_Extracted records_:
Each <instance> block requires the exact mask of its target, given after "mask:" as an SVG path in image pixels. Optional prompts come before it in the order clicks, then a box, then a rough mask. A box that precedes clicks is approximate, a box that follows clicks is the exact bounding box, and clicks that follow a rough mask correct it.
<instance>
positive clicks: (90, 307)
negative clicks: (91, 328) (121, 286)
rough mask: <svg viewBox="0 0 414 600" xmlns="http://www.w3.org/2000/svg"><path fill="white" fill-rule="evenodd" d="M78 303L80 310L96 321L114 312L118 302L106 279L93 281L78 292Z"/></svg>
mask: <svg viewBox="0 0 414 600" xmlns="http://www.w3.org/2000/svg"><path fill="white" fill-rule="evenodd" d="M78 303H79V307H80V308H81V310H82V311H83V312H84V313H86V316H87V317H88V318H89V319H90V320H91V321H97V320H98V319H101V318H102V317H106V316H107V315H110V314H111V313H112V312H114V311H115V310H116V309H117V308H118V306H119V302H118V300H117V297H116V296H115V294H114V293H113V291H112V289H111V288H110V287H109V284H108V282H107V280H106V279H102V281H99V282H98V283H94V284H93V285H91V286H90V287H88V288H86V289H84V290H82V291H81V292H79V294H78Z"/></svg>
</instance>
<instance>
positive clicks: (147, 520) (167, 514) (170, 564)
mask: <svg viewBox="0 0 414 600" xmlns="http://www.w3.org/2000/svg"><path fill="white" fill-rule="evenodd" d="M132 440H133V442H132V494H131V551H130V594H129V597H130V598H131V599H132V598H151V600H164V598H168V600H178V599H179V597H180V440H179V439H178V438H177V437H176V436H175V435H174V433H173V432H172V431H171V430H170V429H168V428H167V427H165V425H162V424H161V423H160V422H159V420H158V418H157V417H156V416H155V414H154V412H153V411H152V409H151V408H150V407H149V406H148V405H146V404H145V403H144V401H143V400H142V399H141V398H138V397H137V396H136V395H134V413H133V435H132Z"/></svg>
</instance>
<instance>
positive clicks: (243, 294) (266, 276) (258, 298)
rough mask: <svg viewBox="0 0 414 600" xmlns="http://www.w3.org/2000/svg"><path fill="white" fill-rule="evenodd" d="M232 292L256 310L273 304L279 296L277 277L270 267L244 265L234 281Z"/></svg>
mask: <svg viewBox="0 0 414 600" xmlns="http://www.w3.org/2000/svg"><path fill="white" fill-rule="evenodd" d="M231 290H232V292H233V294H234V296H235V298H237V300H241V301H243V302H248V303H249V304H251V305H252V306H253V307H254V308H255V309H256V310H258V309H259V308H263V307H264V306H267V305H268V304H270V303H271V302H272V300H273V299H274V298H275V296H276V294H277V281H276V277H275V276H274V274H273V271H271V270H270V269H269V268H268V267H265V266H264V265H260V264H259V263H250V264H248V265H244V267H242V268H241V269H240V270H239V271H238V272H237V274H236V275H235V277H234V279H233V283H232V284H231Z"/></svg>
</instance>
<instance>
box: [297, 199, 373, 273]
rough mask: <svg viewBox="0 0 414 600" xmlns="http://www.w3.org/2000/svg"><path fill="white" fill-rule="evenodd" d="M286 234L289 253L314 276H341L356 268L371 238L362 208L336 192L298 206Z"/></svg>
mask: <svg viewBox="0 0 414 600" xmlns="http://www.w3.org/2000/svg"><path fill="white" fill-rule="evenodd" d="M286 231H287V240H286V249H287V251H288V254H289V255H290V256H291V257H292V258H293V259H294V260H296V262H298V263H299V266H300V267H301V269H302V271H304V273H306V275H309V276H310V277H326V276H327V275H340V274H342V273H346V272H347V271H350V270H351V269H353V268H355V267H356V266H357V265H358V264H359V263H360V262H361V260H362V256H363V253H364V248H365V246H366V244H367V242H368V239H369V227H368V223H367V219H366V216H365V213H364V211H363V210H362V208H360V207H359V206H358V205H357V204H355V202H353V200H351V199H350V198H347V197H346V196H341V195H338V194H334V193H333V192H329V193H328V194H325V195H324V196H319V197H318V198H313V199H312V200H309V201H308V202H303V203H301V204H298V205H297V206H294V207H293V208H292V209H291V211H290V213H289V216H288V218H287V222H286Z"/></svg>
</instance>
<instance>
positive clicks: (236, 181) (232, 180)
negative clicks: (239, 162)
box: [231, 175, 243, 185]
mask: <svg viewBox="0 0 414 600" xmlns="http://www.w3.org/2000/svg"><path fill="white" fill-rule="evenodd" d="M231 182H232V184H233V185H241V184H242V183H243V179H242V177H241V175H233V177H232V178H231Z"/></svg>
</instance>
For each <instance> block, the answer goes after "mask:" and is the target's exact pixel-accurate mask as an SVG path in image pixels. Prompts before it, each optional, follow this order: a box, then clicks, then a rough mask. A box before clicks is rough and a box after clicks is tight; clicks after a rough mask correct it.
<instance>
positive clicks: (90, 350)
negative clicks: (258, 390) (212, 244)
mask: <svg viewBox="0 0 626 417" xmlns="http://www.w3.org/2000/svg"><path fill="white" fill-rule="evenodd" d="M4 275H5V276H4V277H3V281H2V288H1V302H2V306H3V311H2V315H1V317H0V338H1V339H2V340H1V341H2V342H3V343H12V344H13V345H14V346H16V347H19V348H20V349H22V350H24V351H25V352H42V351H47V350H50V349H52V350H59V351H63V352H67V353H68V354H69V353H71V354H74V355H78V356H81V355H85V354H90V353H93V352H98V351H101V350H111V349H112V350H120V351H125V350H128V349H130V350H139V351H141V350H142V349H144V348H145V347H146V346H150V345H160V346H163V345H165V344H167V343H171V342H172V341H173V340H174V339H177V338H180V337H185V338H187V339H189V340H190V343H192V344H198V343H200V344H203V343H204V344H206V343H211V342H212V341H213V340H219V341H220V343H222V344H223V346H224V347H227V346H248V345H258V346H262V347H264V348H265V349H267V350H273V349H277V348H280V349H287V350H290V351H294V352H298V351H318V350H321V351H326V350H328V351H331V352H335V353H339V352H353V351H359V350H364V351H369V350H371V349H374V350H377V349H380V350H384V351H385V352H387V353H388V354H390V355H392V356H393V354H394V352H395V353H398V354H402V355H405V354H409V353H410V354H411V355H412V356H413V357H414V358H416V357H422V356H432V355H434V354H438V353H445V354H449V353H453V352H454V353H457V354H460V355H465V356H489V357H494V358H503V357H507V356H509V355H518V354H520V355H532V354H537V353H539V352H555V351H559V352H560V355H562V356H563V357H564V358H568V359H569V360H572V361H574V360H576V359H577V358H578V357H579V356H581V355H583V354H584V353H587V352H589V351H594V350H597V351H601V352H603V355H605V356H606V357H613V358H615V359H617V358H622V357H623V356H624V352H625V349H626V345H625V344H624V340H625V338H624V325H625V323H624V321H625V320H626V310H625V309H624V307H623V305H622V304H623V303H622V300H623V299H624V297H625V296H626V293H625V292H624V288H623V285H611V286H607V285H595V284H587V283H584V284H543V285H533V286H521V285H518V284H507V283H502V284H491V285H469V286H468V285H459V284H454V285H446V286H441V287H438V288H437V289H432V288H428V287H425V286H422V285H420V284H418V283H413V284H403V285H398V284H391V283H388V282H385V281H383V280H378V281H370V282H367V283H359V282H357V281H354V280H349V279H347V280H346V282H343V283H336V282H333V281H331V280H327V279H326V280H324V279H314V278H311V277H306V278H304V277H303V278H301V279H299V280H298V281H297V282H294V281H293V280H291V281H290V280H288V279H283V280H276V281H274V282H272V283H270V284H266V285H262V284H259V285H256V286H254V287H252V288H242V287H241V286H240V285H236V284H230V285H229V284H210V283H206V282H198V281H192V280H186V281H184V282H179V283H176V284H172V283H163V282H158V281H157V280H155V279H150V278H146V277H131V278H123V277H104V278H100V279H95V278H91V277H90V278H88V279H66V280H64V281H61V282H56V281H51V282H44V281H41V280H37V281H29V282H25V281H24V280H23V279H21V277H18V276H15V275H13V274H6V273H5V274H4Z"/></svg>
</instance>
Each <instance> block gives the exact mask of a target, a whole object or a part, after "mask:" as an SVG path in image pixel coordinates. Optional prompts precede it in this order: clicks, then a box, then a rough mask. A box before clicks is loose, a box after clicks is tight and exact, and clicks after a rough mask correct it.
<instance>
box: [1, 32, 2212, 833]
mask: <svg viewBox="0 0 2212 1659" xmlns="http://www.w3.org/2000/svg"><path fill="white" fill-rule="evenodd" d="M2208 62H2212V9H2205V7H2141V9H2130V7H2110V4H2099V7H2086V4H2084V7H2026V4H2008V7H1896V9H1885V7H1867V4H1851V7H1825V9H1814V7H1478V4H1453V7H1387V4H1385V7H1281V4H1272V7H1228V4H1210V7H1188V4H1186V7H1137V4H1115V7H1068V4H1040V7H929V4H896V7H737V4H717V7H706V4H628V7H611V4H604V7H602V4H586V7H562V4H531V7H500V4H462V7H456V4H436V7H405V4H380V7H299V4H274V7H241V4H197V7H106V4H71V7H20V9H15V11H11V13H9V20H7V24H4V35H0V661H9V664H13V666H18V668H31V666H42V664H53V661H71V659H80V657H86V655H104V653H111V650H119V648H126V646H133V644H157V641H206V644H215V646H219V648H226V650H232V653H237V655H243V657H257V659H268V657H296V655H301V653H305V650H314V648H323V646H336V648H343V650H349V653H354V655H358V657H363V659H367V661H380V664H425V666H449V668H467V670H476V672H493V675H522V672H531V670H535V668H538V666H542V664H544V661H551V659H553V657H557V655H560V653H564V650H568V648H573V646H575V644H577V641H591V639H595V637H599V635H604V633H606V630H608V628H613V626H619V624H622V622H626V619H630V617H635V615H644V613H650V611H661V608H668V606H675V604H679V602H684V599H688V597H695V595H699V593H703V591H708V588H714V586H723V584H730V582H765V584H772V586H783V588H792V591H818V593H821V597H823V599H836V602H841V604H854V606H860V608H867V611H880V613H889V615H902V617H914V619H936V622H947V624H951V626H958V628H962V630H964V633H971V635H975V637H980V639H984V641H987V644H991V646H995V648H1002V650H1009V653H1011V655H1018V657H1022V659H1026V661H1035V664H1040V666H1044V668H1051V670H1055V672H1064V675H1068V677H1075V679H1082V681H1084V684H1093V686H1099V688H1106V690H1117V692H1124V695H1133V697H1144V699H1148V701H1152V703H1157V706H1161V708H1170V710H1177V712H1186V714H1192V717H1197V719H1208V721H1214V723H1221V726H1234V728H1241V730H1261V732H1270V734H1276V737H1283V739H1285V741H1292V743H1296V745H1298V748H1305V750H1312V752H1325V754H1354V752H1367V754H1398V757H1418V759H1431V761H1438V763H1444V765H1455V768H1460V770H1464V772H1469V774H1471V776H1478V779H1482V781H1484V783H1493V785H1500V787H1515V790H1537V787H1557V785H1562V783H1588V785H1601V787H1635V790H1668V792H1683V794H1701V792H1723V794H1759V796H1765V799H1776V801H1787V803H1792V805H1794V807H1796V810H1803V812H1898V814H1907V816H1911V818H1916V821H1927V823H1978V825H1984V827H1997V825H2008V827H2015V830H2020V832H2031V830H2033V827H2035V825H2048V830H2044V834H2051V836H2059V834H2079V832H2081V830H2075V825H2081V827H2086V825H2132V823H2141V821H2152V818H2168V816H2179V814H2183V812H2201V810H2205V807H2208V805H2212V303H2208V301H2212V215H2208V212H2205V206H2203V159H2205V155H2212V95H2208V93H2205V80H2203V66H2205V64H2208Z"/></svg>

_What the task asks_: Please rewrite the entries from the first line through the line containing "303L80 310L96 321L114", putting "coarse mask" wherever "rough mask" appears and keeping everything else the same.

_Response for this exercise_:
Each <instance> block requires the exact mask of its target, given after "mask:" as an SVG path in image pixels. Optional prompts come before it in the order clicks, then a box, then a coarse mask. A box that precedes clicks is approximate, a box that follows clicks is the exact bounding box, and clicks that follow a coarse mask correct it.
<instance>
positive clicks: (90, 307)
negative clicks: (91, 328) (121, 286)
coarse mask: <svg viewBox="0 0 414 600" xmlns="http://www.w3.org/2000/svg"><path fill="white" fill-rule="evenodd" d="M78 303L80 310L96 321L114 312L118 302L106 279L93 281L78 292Z"/></svg>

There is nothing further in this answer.